[PROBLEM A] Using the passage on NEF's work in Sudan, decide whether each statement agrees with it. Answer yes or no for each and quote the words from the passage that settle it. (i) NEF has worked in Sudan for more than thirty years. (ii) The trainer of trainers workshop took place in Rongataz in August 2016. (iii) The project proposal came from a group of four young women.
[PROBLEM B] Please carry on the passage on NEF's work in Sudan, picking up after its final sentence.

[DOCUMENT SEGMENT]

- - - -

Despite being one of the most difficult places in the world to operate as an NGO, NEF has been working in Sudan for over thirty years. As one of the few continuously operating NGOs in the country, NEF is seeing much needed progress in Sudan and making important contributions in some of the most challenging areas.
Sudan’s South Kordofan and Darfur regions have seen ongoing conflict and disruption, resulting in more than three million people who are considered internally displaced. Families have had to flee their homes due to conflict and violence, with devastating consequences for both their health and livelihoods as well as for the local populations in the areas where they have resettled. This has manifested in heightened food insecurity, inadequate access to clean water, deteriorating sanitation and hygiene conditions, and diminished opportunities for sustainable livelihoods.
NEF is working to improve hygiene, sanitation, and the water supply conditions in three clusters in South Kordofan and 12 clusters in Central Darfur. Its work there focuses on the health and well being of conflict-affected people by improving access to potable water and adequate sanitation and hygiene.
NEF is similarly working with local organizations to increase their technical and management capacity to improve access to water, sanitation, and hygiene (WASH) as well as increase their ability to address management of their natural resources. By improving the effectiveness of these civil society organizations in the region, it allows them to access, prioritize, communicate, and coordinate local needs of vulnerable groups with regard to WASH and natural resource management.
As a result of a trainer of trainers workshop on WASH and natural resource management in August 2016 in Rongataz, Azoum Locality, a group of four young men who live in an internally displaced persons (IDP) camp submitted a complete project proposal to NEF’s partners at the Sudanese Organisation for Humanitarian Assistance (SOHA) related to WASH and health promotion in their area.
“We live in an IDP camp and we have seen how people suffer from the lack of latrines in their homes, and how this issue has led to so many problems related to people’s health, such the prevalence of diarrhea and other hygiene related diseases,” one of the applicants stated. “So we prepared this proposal. Thank God this project and workshop came at the right time, addressing our exact need to solve one of the biggest problems that we are suffering from.”
The training workshop team received the proposal so that it can be reviewed and assessed; after which, SOHA will respond to the group.
“I have benefited a lot from this workshop and it has inspired me to work hard in our area to try to solve the problem, by conveying what I have learned in this workshop to the community to raise their awareness, especially in the IDP camps,” said another participant.

- - - -

[MATERIAL PROVIDED]
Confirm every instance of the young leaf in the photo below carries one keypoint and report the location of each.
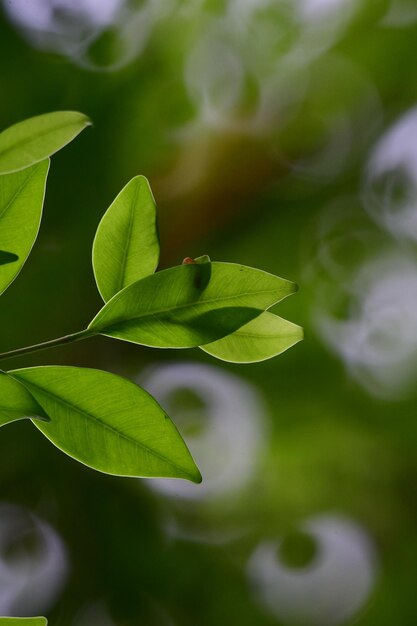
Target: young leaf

- - - -

[TASK RESULT A]
(i) Yes: "NEF has been working in Sudan for over thirty years"
(ii) Yes: "in August 2016 in Rongataz, Azoum Locality"
(iii) No: "a group of four young men who live in an internally displaced persons (IDP) camp"

[TASK RESULT B]
To facilitate the peaceful sharing of natural resources among ethnically diverse communities in the region, NEF has introduced new tools—such as “supra-village” associations (representative organizations to manage local resources), local conventions, and land use management plans. These tools help communities work to share much needed resources more effectively and promote inclusive and collaborative economic development. This work leverages a collaborative approach with targeted communities to complete village surveys and asset-mapping, in preparation for training and capacity building exercises in each community.
NEF also promotes peaceful and participatory economic recovery among internally displaced, returnees, and vulnerable populations in Sudan through microenterprise development and income-generating activities. In South Kordofan, non-wood forest products and natural resource management development focused on women has the potential to increase women’s income by 40 to 100 percent, improve climate-resilient food systems, and promote gender equality. NEF is working with women in South Kordofan to develop women’s cooperative associations that support women’s involvement in the cultivation and economic benefit of forest products such as gum Arabic and honey. In the first few months since the project has launched, NEF has organized nearly 500 people around these activities, over 80 percent of them women.
NEF’s work in Sudan is funded by the United States Agency for International Development’s Office of U.S. Foreign Disaster Assistance (OFDA), EuropeAID, and Comic Relief.
The U. S. Agency for International Development administers the U.S. foreign assistance program providing economic and humanitarian assistance in more than 80 countries worldwide.